─── TASK MATERIAL ───

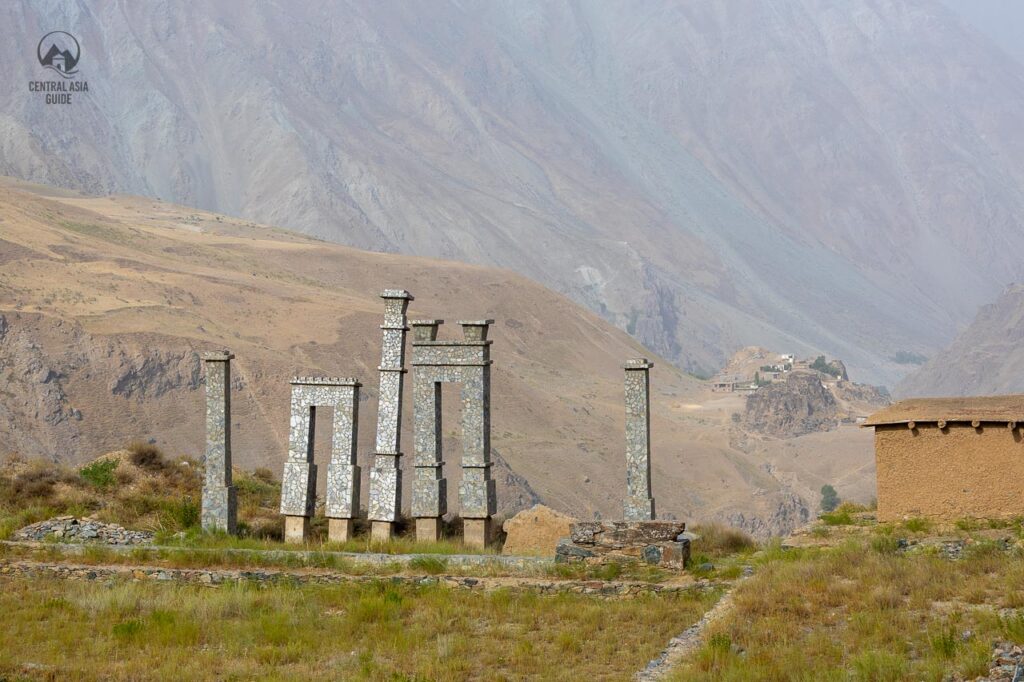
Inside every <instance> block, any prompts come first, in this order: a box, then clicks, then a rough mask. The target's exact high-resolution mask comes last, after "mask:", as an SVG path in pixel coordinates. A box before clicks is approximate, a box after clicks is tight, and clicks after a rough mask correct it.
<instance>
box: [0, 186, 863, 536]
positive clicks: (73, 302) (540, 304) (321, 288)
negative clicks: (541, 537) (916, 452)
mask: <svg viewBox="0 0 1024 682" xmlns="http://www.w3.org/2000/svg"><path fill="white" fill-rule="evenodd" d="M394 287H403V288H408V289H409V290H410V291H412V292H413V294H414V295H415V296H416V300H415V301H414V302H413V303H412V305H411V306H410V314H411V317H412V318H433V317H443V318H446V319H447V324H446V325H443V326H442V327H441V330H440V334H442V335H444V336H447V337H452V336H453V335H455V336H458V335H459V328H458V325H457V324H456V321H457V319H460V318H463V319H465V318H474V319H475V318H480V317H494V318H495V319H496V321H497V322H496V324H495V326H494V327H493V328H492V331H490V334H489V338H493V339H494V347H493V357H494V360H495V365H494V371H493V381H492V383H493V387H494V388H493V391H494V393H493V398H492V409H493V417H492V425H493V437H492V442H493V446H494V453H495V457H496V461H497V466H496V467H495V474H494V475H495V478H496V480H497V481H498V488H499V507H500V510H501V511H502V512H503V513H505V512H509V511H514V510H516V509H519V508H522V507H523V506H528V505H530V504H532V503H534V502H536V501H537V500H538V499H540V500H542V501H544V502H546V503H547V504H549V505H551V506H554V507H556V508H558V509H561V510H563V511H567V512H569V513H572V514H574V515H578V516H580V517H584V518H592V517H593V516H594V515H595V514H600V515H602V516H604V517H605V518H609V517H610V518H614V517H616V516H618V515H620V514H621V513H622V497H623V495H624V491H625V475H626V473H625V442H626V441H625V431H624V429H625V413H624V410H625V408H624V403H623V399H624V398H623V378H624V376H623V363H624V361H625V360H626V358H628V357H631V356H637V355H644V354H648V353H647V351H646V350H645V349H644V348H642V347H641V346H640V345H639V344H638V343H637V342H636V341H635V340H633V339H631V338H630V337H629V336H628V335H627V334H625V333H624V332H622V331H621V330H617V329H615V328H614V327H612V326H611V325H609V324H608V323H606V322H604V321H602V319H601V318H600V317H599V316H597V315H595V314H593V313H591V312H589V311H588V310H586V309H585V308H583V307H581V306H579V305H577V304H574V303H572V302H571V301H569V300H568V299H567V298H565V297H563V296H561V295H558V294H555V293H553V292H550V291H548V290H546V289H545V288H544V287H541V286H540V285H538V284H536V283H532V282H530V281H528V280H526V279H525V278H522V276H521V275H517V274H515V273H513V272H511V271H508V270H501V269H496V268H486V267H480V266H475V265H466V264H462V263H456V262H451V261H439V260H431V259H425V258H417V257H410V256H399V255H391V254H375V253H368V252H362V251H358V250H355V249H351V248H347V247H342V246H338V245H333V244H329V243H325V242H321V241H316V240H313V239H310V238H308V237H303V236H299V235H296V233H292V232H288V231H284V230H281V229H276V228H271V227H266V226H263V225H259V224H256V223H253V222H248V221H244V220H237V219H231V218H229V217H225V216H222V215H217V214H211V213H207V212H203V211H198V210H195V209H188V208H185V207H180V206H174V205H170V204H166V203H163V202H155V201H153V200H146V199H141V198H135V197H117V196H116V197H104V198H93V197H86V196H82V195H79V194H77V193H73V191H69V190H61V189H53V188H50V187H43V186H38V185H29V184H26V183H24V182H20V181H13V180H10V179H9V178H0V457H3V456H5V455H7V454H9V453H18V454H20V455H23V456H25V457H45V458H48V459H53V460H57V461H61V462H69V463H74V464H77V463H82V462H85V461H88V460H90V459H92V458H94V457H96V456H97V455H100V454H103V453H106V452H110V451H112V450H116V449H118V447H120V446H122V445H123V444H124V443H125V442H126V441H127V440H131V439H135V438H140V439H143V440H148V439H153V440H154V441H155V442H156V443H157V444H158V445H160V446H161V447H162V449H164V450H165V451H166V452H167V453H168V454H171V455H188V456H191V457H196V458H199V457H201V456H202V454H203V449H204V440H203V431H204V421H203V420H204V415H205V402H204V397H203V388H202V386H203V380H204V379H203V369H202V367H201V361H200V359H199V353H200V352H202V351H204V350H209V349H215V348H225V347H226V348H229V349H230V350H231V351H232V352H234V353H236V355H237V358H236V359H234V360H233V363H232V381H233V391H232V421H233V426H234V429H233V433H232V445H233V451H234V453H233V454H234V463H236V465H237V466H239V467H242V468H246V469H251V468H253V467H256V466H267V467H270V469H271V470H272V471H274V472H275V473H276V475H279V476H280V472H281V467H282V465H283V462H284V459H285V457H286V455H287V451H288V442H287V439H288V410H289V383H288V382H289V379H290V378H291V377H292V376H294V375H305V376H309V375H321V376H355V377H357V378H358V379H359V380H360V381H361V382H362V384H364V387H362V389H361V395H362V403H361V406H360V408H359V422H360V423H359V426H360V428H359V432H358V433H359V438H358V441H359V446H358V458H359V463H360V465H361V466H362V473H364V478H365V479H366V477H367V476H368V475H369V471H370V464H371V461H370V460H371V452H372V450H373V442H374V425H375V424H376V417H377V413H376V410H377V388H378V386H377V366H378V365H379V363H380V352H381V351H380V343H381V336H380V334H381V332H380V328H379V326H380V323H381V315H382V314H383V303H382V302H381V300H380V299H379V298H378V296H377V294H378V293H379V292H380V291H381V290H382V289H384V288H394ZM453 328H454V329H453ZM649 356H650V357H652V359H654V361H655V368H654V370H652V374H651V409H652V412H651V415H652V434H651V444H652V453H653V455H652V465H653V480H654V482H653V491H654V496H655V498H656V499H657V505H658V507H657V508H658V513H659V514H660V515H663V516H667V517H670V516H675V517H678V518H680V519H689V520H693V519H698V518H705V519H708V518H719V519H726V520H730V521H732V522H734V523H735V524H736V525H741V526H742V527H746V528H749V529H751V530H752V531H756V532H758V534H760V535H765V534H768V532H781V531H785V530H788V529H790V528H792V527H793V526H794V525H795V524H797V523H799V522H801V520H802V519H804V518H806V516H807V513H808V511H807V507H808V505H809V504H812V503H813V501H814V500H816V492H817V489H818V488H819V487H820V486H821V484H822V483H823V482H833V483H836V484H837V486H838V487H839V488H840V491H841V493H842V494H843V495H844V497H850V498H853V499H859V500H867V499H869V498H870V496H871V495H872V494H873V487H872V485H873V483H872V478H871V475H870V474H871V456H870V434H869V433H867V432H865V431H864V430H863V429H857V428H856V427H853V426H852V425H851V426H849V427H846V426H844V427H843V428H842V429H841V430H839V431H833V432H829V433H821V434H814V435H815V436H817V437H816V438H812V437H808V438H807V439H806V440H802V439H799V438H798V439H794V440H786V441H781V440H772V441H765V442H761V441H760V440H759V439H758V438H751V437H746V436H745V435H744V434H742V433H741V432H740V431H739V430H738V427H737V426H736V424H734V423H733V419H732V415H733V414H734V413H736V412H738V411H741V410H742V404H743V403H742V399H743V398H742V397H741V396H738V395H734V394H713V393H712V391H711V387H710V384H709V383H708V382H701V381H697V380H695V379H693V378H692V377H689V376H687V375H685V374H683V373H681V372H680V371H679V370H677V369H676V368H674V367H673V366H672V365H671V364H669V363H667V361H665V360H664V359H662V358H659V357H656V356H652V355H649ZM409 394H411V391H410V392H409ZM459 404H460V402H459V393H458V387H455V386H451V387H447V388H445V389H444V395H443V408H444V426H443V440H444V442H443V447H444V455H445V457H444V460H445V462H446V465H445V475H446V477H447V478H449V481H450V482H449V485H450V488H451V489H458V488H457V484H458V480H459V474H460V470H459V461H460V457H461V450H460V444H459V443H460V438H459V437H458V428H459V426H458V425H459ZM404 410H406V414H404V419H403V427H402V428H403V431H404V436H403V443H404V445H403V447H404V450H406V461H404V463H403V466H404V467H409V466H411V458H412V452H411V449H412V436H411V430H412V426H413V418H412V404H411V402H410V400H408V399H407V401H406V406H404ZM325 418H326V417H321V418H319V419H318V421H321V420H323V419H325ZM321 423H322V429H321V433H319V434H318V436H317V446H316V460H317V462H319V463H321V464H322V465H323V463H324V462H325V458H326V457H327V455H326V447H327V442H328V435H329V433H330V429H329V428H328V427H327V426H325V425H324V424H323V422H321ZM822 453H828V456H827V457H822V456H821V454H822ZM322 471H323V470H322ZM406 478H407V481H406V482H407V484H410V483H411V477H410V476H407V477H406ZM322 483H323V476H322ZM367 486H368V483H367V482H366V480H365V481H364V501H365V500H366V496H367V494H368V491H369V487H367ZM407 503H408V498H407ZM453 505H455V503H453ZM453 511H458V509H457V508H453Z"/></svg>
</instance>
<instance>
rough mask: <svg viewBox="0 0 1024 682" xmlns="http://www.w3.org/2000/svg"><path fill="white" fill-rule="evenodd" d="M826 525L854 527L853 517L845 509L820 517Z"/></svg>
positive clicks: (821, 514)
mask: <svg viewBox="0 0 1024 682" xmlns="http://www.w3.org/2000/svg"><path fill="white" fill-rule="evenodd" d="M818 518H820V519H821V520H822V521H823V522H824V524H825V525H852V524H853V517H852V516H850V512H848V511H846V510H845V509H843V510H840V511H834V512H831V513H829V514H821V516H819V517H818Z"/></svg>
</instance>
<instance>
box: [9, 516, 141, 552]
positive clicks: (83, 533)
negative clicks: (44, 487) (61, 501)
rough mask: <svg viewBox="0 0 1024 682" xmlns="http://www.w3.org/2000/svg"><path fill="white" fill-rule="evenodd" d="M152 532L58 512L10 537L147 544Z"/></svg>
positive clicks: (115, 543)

───

PROMPT: The lines of the records that contain the string "clicks" should be located and copied.

COMPLETED TASK:
Inside every <instance> block, any prompts come first, in this order: a box, then clicks, then a rough mask. The target's exact high-resolution mask comes last, after "mask:", as an SVG path in pixel coordinates. A box before clicks is approximate, a box after clicks is tight, and clicks after a rough mask correct it.
positive clicks: (73, 302) (540, 304) (321, 288)
negative clicks: (541, 537) (916, 452)
positive clicks: (821, 514)
positive clicks: (83, 533)
negative clicks: (44, 487) (61, 501)
positive clicks: (115, 543)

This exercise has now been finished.